MATERIAL FOR THIS TASK:

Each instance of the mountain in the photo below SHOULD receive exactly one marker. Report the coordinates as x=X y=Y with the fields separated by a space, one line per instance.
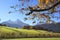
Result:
x=49 y=27
x=16 y=23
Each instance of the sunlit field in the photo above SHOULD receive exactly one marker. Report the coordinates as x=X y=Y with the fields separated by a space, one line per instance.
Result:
x=35 y=39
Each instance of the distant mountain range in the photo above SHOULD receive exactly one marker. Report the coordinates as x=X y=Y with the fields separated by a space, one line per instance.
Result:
x=53 y=27
x=16 y=23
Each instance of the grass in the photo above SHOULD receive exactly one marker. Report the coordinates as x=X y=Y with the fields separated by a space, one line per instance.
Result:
x=35 y=39
x=8 y=32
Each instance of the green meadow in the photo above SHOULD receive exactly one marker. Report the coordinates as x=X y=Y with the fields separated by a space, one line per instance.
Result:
x=8 y=33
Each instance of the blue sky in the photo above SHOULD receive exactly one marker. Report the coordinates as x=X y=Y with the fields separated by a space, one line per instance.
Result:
x=5 y=8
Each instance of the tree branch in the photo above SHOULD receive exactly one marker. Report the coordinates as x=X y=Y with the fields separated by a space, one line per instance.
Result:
x=31 y=9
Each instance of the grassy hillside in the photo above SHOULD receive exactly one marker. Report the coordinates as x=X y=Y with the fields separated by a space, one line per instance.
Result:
x=7 y=32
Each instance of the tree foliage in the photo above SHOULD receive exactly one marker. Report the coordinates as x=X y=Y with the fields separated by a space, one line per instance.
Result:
x=44 y=10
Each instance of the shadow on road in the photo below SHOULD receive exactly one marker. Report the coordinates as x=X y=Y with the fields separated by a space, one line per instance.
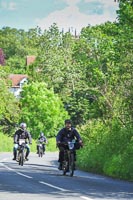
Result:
x=37 y=176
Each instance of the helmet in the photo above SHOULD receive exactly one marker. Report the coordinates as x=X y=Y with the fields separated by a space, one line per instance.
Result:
x=23 y=125
x=68 y=121
x=41 y=134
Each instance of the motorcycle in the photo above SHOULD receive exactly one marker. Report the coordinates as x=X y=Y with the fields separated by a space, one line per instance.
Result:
x=69 y=163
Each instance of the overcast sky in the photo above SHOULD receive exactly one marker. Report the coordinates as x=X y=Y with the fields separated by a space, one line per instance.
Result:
x=74 y=14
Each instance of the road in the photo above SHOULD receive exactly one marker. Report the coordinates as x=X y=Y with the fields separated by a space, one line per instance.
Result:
x=40 y=179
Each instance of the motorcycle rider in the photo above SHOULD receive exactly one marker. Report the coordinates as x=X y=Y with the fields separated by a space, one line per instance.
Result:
x=22 y=133
x=41 y=140
x=68 y=133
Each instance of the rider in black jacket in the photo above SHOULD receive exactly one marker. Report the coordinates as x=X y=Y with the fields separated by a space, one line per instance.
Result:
x=22 y=133
x=41 y=140
x=68 y=133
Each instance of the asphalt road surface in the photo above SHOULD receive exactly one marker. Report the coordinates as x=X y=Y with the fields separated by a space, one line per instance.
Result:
x=40 y=179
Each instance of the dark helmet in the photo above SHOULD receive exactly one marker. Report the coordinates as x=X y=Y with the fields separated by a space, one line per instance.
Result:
x=68 y=121
x=41 y=134
x=23 y=125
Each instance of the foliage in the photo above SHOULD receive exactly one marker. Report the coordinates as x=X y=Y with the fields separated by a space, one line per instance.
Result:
x=2 y=58
x=91 y=78
x=41 y=109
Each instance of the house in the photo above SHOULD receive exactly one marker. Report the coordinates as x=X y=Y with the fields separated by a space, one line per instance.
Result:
x=17 y=82
x=30 y=59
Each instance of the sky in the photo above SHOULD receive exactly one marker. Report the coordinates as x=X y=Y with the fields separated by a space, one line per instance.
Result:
x=67 y=14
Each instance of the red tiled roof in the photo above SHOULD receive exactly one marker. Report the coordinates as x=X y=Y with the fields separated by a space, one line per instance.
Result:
x=16 y=78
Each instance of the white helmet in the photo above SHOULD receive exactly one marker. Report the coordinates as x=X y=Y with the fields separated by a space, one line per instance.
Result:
x=23 y=125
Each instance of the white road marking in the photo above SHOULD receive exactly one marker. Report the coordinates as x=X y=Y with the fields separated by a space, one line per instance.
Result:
x=53 y=186
x=24 y=175
x=86 y=198
x=15 y=171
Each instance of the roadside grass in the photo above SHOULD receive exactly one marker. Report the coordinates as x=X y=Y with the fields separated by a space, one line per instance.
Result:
x=6 y=144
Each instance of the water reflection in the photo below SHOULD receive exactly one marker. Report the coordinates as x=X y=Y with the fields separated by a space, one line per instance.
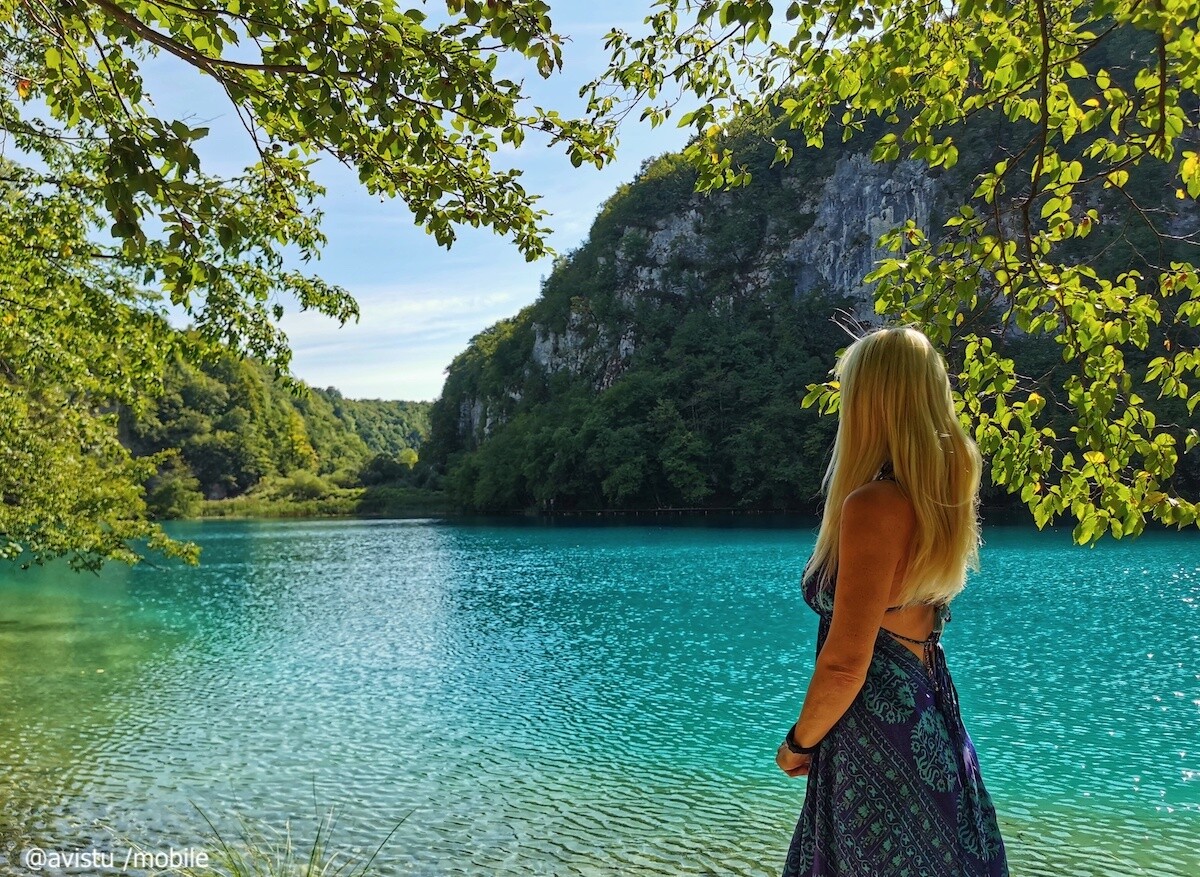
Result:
x=569 y=698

EXERCISE INSTRUCTIONS:
Render every line of the listing above as a numbered list, skipping blank lines and leaving out the pictures.

TASK OUTPUT:
1. Each instance of the mountain in the photo below SHOULD receive exactly one marker. Report the coordinates as x=X y=Y with the fields separated by a space, one line per instance.
2. Result:
3. x=49 y=27
4. x=16 y=23
5. Each instance of the sunlit field in the photo above SHOULD receive exactly one marker. Report the coordinates as x=X y=Y with the fields separated by a space, one line per instance.
6. Result:
7. x=35 y=39
8. Each instance of the distant mountain range in the photo above SHOULD receive exactly one marker. Report the coordinates as x=X y=Y with the fields separated by a space, one line per instance.
9. Result:
10. x=53 y=27
11. x=16 y=23
12. Each instance of the grass in the photo above SHOULD receive exactly one marker. Report the coordinates as x=X y=Y with the fields separated by a space, one line per instance.
13. Result:
14. x=35 y=39
15. x=8 y=32
16. Each instance of the green meadow in the photo above SHOULD receive exactly one marker. Report the coordinates as x=X y=Y with the fields separated by a space, one line per instance.
17. Result:
18. x=8 y=33
19. Each instance of the blue sky in the photo above SHOULD receive exactly one marker. Report the coordinates as x=X y=Y with the fields separated by a space, one line per instance.
20. Result:
21. x=5 y=8
22. Each instance of the tree branch in the photo above SHOULD receive exactly one marker. Report the coordinates as x=X y=Y with the fields separated by a space, one line per instance.
23. Result:
24. x=31 y=9
25. Each instance of the grassy hillside in the photo above SHOULD receive exactly one marker. Report the coordinates as x=X y=Y with the fields separated by a space, one line per instance.
26. Result:
27. x=7 y=32
28. Each instance of the tree foliage in the photo above SHOULD receive exactly one marker. Report the coordinates as x=X y=Y with the fields separated by a space, one line per instance.
29. Result:
30. x=44 y=10
31. Each instance of the shadow on road in the photo below SHOULD receive exactly one marker. Report the coordinates as x=X y=Y with the fields separated by a space, one line per instance.
32. Result:
33. x=37 y=176
34. Each instance of the helmet in the photo above SHOULD receive exactly one marker. Report the coordinates as x=X y=Y with the fields separated by a space, one line per instance.
35. Result:
36. x=23 y=125
37. x=68 y=121
38. x=41 y=134
39. Each instance of the motorcycle in the photo above SHOULD receive exactly one marker. Report the coordinates as x=X y=Y with the fields separated by a space, one line per instance.
40. Result:
41. x=69 y=163
42. Each instance of the overcast sky in the photo above SHOULD receive exactly one marker. Report the coordinates as x=X y=Y with the fields separated by a space, one line per instance.
43. Result:
44. x=74 y=14
45. Each instance of the road in the photo above SHOULD receive exactly one marker. Report the coordinates as x=X y=Y with the fields separated by a space, one line per instance.
46. Result:
47. x=40 y=179
48. Each instance of the motorcycle rider in the photo above SHOULD receive exactly one marker. Report the coordinates as x=X y=Y with the fields separated by a space, one line per instance.
49. Result:
50. x=22 y=133
51. x=41 y=140
52. x=68 y=133
53. Each instance of the rider in black jacket in the photo above SHOULD receive exactly one marker. Report the coordinates as x=X y=Y with the fields separated by a space, one line per instance.
54. Result:
55. x=22 y=133
56. x=41 y=140
57. x=68 y=133
58. Each instance of the asphalt road surface in the photo above SHOULD receive exactly one marker. Report the coordinates as x=X y=Y with the fields separated by a space, one line per instance.
59. Result:
60. x=40 y=179
61. Each instance of the dark helmet in the photo above SHOULD receive exactly one marker. Report the coordinates as x=X y=Y with the fields separated by a space, one line per instance.
62. Result:
63. x=68 y=121
64. x=41 y=134
65. x=23 y=125
66. Each instance of the foliage in the photo above SHOULD receive exactly one marker. Report the coordinates as x=X y=Y with the fields separated by a space, one line per instance.
67. Result:
68. x=2 y=58
69. x=91 y=78
70. x=41 y=109
71. Each instance of the house in the photo above SHOULD receive exactly one marker. Report the coordinates as x=X y=Y with the fields separated by a space, one line per instance.
72. Result:
73. x=17 y=82
74. x=30 y=59
75. Each instance of the sky in the photo above SHOULD receive exactly one marker. Report the coordinates as x=X y=Y with the fields separated by a space, one line per instance.
76. Result:
77. x=67 y=14
78. Each instance of the red tiled roof in the photo above SHOULD receive exactly one marker. Report the coordinates as x=X y=Y with the fields separated by a space, one line per instance.
79. Result:
80. x=16 y=78
81. Each instance of the white helmet in the photo above SHOULD receive exactly one marker. Report the coordinates as x=X y=Y with the fields separated by a space, one line per instance.
82. Result:
83. x=23 y=125
84. Each instance of the white road marking in the photo above SHOULD receive exactly one marker. Report the coordinates as x=X y=Y with the fields separated by a space, one line per instance.
85. Result:
86. x=53 y=186
87. x=24 y=175
88. x=86 y=198
89. x=15 y=171
90. Each instance of the roadside grass in the photo above SHOULD receive exactly one marker. Report the coordinates as x=X y=Y with the fields separated by a space, one line per instance.
91. Result:
92. x=6 y=144
93. Each instance of the water reflection in the photo below SHOULD receive exactly one marker. Report the coordinates as x=X y=Y with the fields separated by a space, one line per instance.
94. Result:
95. x=569 y=698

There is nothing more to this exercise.